Records provided —
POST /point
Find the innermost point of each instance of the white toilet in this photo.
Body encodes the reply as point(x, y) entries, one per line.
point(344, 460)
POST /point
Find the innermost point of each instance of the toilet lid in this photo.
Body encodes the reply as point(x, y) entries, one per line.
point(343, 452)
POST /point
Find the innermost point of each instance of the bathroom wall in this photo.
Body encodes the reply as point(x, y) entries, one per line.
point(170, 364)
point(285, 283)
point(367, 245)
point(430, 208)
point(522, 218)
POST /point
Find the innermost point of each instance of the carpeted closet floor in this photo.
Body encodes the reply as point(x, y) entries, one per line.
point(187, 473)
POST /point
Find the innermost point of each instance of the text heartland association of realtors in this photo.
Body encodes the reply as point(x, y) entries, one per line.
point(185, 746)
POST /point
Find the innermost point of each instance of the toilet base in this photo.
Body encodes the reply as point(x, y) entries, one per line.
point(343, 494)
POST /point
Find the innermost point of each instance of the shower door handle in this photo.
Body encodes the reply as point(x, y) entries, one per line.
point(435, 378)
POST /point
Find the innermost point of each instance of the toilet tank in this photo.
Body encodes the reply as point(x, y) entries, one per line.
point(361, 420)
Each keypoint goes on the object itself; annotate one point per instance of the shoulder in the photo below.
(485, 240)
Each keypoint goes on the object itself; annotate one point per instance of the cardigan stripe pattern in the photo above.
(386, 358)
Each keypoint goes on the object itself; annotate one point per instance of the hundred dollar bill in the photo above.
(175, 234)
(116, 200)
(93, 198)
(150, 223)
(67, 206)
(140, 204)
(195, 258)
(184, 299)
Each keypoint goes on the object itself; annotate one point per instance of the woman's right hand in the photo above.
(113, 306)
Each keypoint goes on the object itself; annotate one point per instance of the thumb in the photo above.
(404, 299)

What the task requires — Convert all the lines above into a two-column CSV with the headers "text" and "answer", one row for each answer and the lines that lead to it. Put each field in double quotes and replace any line breaks inside a field with spaces.

Exercise result —
text,answer
"POST /point Find the innermost point of each instance of the white toilet in this photo. Body encodes the reply as point(x, y) entries, one per line.","point(344, 460)"
"POST /point Find the innermost point of each instance of the toilet lid in this photo. Body encodes the reply as point(x, y) entries, one per line.","point(343, 452)"
"POST /point Find the innermost point of each instance of the bathroom wall in this photo. Body encodes the reply as point(x, y) entries, one per line.","point(170, 364) point(285, 283) point(367, 245) point(430, 208) point(522, 218)"
"POST /point Find the innermost point of each instance of the carpeted closet floor in this photo. Body encodes the reply as point(x, y) entries, one per line.","point(187, 473)"
"POST /point Find the innermost point of each instance of the text heartland association of realtors in this photo. Body encodes the reply as point(x, y) entries, one per line.","point(185, 746)"
"POST /point Find the innermost point of each instance of the toilet base in this photo. Body encodes the reply as point(x, y) entries, one per line.","point(343, 494)"
"POST /point Find the innermost point of each instance of the shower door handle in this photo. Body encodes the reply as point(x, y) entries, one per line.","point(435, 378)"
"POST /point Find the innermost point of each instance of the toilet tank in this photo. Body encodes the reply as point(x, y) entries, one per line.","point(361, 420)"
"Each keypoint goes on the object itself; annotate one point per instance of the shoulder in the photo below.","(485, 240)"
"Each keypoint goes on the object itself; annotate one point per instance of the cardigan stripe pattern in the photo above.","(386, 358)"
"Each keypoint goes on the object itself; annotate one point per instance of the hundred dollar bill in the photo above.","(175, 234) (116, 200) (93, 198) (150, 223) (67, 206) (140, 204) (195, 258) (184, 299)"
"Each keypoint goes on the object itself; annotate one point per instance of the woman's right hand in the photo above.","(113, 306)"
"Each keypoint goes on the object itself; annotate one point per instance of the thumb in the photo above.","(404, 299)"